CONSIGNE 1:
Recopiez fidèlement les entrées, en partant de leur toute première ligne et en vous arrêtant après la ligne qui contient « column 18, row 121 ».

Un jour après avoir discuté longtemps avec un ami, celui-ci nous posa une question en forme de reproche, question que nous trouvions très étonnante : « Pourquoi ne parlez-vous jamais de votre éveil ? Cela pourrait intéresser de nombreuses personnes, je ne comprends pas votre discrétion que je trouve d’ailleurs excessive. »
Tout d’abord comment savoir qui est éveillé ? Et pourquoi parler de l’éveil, qu’est-ce que les personnes attendent d’une telle description, veulent-elles un stimulant ? Désirent-elles partager un peu de « cela » à travers le témoignage de quelqu’un ? Découvre-t-on quelque chose par une description, vraiment ? Ou bien ressentons-nous du plaisir, frissonnons-nous devant ces témoignages exaltants ?
Il me semble que c’est bien cela en fait, l’être humain ressent du plaisir en entendant ces témoignages. Ayant ressenti un grand plaisir dans ses lectures ou ses enregistrements, il germe dans l’esprit le désir de renouveler, de revivre et de prolonger ce plaisir. Donc on veut toujours plus de descriptions, toujours plus d’histoires si possibles fantastiques. Bref on devient dépendant de ce stimulant, comme d’autres ont un verre de Whisky pour se sentir bien.

ENTRÉES FOURNIES:
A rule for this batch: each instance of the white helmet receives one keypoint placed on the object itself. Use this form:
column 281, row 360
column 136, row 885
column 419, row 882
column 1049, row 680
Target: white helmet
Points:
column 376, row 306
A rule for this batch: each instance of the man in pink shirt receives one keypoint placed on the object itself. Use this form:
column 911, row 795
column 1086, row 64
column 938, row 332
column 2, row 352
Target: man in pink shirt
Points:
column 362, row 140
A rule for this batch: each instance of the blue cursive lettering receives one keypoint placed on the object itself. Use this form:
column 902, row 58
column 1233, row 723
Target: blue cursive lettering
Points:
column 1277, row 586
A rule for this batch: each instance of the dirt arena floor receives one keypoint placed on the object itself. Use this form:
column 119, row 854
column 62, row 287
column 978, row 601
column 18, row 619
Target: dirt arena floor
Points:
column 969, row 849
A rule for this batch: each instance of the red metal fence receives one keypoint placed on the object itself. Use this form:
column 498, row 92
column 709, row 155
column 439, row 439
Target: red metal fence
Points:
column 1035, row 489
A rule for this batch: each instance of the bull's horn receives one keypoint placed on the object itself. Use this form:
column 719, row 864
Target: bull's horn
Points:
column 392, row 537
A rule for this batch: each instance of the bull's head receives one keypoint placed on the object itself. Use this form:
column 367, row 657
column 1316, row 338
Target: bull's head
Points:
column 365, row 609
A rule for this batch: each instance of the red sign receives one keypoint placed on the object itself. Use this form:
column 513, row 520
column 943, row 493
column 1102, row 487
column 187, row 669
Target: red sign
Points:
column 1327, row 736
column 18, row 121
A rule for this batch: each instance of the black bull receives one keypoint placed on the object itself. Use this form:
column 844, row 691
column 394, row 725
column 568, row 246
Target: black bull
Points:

CONSIGNE 2:
Réécrivez le passage de l'article qui commence aux mots « Tout d’abord comment » et se termine après « témoignages exaltants ? », en remplaçant « stimulant » par « excitant ».

RÉSULTAT FINAL 1:
A rule for this batch: each instance of the white helmet receives one keypoint placed on the object itself. Use this form:
column 281, row 360
column 136, row 885
column 419, row 882
column 1049, row 680
Target: white helmet
Points:
column 376, row 306
A rule for this batch: each instance of the man in pink shirt receives one keypoint placed on the object itself. Use this form:
column 911, row 795
column 1086, row 64
column 938, row 332
column 2, row 352
Target: man in pink shirt
Points:
column 362, row 140
A rule for this batch: each instance of the blue cursive lettering receives one keypoint placed on the object itself. Use this form:
column 902, row 58
column 1233, row 723
Target: blue cursive lettering
Points:
column 1277, row 586
A rule for this batch: each instance of the dirt arena floor receives one keypoint placed on the object itself. Use this form:
column 119, row 854
column 62, row 287
column 978, row 601
column 18, row 619
Target: dirt arena floor
Points:
column 969, row 849
A rule for this batch: each instance of the red metal fence receives one keypoint placed on the object itself. Use this form:
column 498, row 92
column 709, row 155
column 439, row 439
Target: red metal fence
Points:
column 1035, row 489
A rule for this batch: each instance of the bull's horn receives one keypoint placed on the object itself. Use this form:
column 719, row 864
Target: bull's horn
Points:
column 392, row 537
A rule for this batch: each instance of the bull's head receives one keypoint placed on the object itself. Use this form:
column 367, row 657
column 1316, row 338
Target: bull's head
Points:
column 365, row 609
A rule for this batch: each instance of the red sign receives one keypoint placed on the object itself. Use this form:
column 513, row 520
column 943, row 493
column 1102, row 487
column 187, row 669
Target: red sign
Points:
column 1327, row 736
column 18, row 121

RÉSULTAT FINAL 2:
Tout d’abord comment savoir qui est éveillé ? Et pourquoi parler de l’éveil, qu’est-ce que les personnes attendent d’une telle description, veulent-elles un excitant ? Désirent-elles partager un peu de « cela » à travers le témoignage de quelqu’un ? Découvre-t-on quelque chose par une description, vraiment ? Ou bien ressentons-nous du plaisir, frissonnons-nous devant ces témoignages exaltants ?